▸ DIRECTIONS FOR THIS TASK
Continue the Earth Day reflection on the McKenzie River from the point where it ends.
++++ EXERCISE PASSAGE
The memo arrived today
April 22, 2020. Earth Day.
Approx. read time: 2:10 min., plus reflection questions.
A memo arrived earlier today, bearing news I needed to hear.
The memo says, simply: Your beloved McKenzie River is doing just fine. … As are all the fir trees and pine, hemlock, and spruce, the dogwood, the wild rhodies, oxalis, and ferns.
All of it—Doing. Just. Fine.
Well, this news rejoices my heart.
By now I would be hiking weekly alongside my beloved McKenzie River, touching the bark of one tree, and another, as the sun climbs up beyond the treetops to splash the forest floor with dappled golden light.
I think back to the end of the last hiking season, when my walking stick broke, for the third time, and skittered down the river bank, irretrievable. A lovely, handcrafted hiking stick, that guided me on paths along this river, along the Pacific Crest Trail, up Skinner Butte at the south end of town. I would walk anywhere, just to feel its companionship on uncertain terrain.
++++++++
++++ DATA RECORDS
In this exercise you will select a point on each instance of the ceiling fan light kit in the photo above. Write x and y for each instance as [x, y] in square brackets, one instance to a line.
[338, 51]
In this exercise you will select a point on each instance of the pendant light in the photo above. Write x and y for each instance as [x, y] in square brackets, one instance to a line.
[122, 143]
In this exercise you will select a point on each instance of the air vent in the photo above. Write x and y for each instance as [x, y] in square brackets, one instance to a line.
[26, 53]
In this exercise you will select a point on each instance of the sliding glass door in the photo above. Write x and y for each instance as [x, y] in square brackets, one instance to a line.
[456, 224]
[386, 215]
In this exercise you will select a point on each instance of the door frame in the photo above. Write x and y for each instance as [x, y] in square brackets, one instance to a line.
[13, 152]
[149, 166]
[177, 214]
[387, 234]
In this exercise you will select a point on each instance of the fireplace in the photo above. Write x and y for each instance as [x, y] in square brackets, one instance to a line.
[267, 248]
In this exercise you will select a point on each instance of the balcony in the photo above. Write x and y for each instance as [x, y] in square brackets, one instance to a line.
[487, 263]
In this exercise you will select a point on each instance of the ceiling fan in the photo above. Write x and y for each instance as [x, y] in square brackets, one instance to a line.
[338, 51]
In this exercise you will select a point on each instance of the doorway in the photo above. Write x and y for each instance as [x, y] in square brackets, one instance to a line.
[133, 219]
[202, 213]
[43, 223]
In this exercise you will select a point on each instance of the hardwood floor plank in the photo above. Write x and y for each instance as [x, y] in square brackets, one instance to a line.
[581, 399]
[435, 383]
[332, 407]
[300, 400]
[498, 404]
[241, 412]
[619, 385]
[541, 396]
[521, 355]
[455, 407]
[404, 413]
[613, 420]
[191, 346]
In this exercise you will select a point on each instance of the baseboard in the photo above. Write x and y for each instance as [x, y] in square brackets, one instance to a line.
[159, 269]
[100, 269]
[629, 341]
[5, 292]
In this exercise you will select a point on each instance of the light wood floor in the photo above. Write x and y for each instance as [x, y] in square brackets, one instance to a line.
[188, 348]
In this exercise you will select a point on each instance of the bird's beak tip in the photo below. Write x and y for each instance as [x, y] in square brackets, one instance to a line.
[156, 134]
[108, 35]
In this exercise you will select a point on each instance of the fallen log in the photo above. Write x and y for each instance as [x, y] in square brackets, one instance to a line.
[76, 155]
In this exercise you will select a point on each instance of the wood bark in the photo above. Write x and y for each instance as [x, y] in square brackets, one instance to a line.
++++++++
▸ RESULT
My new hiking stick stands in the corner beside my front door. Ready to go. Eager for the trail.
And so am I. But in this season of constraint and self-isolation, I must wait.
So this news that my river is doing just fine seems … painful. Because remembering what I cannot now see and touch and smell is … painful. And so I have shied away from the memory of feeling alive along the river, in Creation’s beauty.
But the imagination will not be constrained by the pain of memory. Imagination, eventually, returns to its essential work—holding open a space for beauty, and appreciation, a space for life, and wonder, and holy possibility.
Right now I sit, on a bench, in the park-like setting of the north side of campus, a few blocks from home. Against a deep blue sky I watch clouds appear in thin air, grow, shape-shift, float east, then diminish, and finally disappear.
Birds chatter. The song of a single robin breaks my heart with every liquid warble it sends through clusters of fir and cedar. Creation seems oblivious to the ravages of a virus that reshapes how we live our days.
Yes, the memo arrived today, bearing beautiful news which I needed to hear. The distant parts of Creation that I have touched, that have given me life, are doing just fine. On their own. Without constraint.
What memo, do you imagine, is waiting for you?
Reflection questions
- In this season of COVID constraint, what memories of beauty have I shied away from, or simply lost touch with?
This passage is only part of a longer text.